→ **AIM OF THE TASK**:
Everything from the line with "Could you please indicate the snow bank" through the last line of the records below should be copied exactly, both ends included.

Object pointing dataset rows:
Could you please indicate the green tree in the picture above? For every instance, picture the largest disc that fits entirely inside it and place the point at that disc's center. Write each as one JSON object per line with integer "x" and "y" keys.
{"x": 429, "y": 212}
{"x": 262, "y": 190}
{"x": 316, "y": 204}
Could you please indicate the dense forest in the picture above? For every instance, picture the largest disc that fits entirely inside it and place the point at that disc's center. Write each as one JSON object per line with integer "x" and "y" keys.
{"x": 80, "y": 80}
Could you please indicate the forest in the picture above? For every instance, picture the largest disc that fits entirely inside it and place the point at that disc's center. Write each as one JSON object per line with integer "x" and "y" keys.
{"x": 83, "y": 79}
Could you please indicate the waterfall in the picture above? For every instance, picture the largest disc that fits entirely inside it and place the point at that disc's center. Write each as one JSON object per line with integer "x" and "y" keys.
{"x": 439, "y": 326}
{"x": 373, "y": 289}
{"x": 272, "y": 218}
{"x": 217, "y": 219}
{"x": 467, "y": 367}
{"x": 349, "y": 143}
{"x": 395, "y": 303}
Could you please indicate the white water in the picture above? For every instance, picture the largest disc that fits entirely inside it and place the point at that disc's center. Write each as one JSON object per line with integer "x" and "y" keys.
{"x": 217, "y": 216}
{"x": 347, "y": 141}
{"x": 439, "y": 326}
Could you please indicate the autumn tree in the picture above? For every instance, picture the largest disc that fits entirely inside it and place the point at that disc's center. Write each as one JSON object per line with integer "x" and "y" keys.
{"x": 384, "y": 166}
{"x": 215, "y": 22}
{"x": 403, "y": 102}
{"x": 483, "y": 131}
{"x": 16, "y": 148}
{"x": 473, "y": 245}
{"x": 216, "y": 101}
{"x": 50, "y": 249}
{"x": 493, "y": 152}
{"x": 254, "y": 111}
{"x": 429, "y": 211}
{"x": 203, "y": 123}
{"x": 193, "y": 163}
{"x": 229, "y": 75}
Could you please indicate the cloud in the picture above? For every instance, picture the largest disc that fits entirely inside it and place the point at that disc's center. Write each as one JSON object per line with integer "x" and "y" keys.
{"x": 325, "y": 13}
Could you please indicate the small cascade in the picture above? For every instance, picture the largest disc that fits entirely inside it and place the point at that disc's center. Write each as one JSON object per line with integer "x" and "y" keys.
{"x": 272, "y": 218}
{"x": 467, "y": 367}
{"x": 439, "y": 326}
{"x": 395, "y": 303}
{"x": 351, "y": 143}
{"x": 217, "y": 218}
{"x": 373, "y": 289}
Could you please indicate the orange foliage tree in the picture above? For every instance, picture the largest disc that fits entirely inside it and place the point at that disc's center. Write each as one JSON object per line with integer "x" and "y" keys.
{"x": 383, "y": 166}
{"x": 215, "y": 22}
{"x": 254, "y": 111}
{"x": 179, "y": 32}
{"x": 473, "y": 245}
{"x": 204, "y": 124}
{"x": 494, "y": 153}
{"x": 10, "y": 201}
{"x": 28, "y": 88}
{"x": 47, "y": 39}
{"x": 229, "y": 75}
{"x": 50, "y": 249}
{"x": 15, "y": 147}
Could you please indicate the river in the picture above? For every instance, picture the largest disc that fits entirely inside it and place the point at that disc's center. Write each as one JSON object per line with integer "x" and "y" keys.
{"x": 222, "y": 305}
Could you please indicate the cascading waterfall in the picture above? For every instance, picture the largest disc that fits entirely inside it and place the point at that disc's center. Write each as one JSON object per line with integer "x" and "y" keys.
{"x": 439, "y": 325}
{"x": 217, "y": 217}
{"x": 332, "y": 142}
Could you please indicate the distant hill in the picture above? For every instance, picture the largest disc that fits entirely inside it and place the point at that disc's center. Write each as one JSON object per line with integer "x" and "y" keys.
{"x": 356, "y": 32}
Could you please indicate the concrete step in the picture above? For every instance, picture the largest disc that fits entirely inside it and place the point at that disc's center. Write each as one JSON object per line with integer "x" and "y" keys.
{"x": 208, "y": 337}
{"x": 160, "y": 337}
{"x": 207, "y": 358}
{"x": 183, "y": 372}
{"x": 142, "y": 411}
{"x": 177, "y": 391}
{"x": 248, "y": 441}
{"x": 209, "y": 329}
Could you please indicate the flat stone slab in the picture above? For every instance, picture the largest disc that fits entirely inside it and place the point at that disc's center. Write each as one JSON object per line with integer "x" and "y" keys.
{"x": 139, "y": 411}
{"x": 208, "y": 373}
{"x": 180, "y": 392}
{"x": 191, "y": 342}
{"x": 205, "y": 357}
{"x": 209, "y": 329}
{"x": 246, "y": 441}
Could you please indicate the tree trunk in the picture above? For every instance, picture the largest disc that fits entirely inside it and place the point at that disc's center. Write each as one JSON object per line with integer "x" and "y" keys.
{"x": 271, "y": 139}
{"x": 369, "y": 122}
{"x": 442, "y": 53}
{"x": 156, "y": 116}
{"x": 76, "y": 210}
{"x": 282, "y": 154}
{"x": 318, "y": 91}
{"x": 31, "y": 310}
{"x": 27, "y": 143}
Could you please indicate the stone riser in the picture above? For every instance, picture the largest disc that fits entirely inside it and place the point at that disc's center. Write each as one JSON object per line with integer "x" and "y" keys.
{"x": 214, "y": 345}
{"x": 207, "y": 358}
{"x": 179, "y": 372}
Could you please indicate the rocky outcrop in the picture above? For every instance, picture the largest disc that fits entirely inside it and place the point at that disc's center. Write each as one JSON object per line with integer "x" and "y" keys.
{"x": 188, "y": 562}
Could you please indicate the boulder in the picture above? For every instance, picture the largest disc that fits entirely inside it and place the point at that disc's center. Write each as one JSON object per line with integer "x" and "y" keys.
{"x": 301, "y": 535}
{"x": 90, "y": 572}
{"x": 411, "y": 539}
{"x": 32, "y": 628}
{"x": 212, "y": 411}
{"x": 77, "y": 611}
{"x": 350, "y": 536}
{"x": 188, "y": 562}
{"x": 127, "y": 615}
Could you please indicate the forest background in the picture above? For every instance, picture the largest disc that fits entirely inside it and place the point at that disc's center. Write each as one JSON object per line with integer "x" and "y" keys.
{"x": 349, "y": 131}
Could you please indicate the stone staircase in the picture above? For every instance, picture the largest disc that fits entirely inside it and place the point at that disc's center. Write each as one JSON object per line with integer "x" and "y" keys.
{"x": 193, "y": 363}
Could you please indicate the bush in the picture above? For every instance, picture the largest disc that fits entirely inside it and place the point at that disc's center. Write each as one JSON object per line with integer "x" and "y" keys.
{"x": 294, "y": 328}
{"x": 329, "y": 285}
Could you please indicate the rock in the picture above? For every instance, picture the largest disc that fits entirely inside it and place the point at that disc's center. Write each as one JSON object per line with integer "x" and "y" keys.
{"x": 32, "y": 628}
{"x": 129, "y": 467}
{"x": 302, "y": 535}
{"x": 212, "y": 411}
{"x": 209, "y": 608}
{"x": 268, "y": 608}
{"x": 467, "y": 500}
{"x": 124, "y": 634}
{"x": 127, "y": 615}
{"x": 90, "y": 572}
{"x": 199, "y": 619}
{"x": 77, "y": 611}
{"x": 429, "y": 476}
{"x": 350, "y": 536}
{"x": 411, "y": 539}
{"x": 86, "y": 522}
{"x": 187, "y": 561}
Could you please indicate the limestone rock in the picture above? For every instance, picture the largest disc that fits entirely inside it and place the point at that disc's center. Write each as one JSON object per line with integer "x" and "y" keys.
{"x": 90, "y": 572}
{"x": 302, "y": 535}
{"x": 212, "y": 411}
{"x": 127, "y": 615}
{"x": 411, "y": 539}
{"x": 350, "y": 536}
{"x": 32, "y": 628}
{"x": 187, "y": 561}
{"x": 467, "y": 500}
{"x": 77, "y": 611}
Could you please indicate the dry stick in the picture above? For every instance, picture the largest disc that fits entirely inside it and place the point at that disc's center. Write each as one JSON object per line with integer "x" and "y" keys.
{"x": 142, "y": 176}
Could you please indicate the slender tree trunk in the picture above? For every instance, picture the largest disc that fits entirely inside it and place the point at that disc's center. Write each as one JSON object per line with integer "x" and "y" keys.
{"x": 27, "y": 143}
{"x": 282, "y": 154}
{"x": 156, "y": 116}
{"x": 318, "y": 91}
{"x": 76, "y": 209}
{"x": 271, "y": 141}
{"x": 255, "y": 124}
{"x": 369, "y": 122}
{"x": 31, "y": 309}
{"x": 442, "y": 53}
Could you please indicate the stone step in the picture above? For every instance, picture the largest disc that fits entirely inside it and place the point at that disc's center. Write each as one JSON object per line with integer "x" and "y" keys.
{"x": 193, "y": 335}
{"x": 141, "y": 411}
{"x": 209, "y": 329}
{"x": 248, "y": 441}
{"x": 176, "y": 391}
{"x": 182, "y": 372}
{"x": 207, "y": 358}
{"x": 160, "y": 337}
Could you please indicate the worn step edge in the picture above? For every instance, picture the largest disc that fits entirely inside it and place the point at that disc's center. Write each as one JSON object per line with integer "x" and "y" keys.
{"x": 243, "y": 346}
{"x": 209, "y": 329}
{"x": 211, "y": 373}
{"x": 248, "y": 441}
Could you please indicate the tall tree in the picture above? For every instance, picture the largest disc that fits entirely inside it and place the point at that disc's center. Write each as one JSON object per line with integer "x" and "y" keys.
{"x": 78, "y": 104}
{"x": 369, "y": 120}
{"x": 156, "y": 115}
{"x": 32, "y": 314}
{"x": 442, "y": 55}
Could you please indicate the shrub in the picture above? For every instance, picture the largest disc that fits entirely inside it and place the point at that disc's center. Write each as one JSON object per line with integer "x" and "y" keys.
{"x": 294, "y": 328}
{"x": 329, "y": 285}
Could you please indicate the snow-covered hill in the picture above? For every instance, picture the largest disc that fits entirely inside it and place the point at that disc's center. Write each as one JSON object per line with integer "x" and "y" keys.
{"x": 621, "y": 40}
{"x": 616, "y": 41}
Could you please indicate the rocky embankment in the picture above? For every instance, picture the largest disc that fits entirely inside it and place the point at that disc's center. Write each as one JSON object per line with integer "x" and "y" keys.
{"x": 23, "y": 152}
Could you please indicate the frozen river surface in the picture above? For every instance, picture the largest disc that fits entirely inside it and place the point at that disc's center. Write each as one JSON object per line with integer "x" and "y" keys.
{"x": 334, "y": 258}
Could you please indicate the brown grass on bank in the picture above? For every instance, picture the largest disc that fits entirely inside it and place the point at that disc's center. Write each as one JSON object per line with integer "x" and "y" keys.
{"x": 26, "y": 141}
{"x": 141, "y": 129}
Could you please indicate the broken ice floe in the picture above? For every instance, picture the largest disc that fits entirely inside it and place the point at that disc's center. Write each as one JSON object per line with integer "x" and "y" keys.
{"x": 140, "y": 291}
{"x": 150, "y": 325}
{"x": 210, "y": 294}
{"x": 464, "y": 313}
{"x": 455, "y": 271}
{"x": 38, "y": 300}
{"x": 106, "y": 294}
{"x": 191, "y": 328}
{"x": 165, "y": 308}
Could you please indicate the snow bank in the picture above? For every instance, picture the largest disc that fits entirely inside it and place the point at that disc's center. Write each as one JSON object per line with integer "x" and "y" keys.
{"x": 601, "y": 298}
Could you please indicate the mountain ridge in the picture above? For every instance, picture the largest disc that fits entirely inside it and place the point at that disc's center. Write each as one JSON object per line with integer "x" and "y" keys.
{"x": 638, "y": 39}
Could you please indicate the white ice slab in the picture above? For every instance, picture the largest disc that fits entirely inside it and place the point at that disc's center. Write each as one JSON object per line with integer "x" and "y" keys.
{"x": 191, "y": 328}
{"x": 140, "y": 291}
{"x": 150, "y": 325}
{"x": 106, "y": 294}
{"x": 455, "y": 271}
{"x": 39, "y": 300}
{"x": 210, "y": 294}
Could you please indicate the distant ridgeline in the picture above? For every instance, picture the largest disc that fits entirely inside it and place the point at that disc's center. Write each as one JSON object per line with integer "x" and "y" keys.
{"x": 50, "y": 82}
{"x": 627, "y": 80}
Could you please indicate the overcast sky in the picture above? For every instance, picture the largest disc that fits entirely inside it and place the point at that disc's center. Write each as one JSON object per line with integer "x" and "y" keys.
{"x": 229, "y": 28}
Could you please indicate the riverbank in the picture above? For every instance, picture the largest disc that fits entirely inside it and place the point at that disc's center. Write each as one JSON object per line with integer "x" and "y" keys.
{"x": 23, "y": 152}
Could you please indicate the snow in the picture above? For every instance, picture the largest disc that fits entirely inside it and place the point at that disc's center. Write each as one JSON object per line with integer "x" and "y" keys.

→ **THE RESPONSE**:
Could you please indicate the snow bank in the picture above? For every instance, picture the largest disc that fits entirely inside it and place the point at that disc's center. Write each as one JSON object per line with integer "x" and "y" keys.
{"x": 601, "y": 298}
Could you please indicate the mountain ridge in the picture above? For every instance, picture the largest disc that fits entirely inside it and place the point at that disc's center. Write each as one JSON object per line with integer "x" and "y" keys.
{"x": 638, "y": 39}
Could you please indicate the white ice slab in the picture above? For every instance, picture the largest disc that fits entirely inside it and place the point at that disc's center. Write each as one JSON object per line with integer "x" and "y" keys.
{"x": 191, "y": 328}
{"x": 140, "y": 291}
{"x": 150, "y": 325}
{"x": 106, "y": 294}
{"x": 455, "y": 271}
{"x": 39, "y": 300}
{"x": 210, "y": 294}
Could you please indicate the distant ridgeline in the picture above? For every instance, picture the largest disc that fits entirely inside it and place the point at that disc's center. Write each as one JSON object per line with integer "x" and "y" keys.
{"x": 50, "y": 82}
{"x": 627, "y": 80}
Could you please indicate the overcast sky in the picture above? For every instance, picture the largest disc that fits entirely inside it and place the point at that disc's center. Write each as one JSON object per line with integer "x" and "y" keys.
{"x": 229, "y": 28}
Could you please indicate the riverbank in the picture above? For every instance, picture the largest disc that fits entirely inside it and place the point at that disc's center. Write each as one JSON object per line with integer "x" and "y" keys.
{"x": 23, "y": 152}
Could you please indicate the snow in the picture above? For every instance, picture the largest disc that fits entirely inside it and place the point at that disc's center. Write each as one JSON object per line with integer "x" and "y" keys.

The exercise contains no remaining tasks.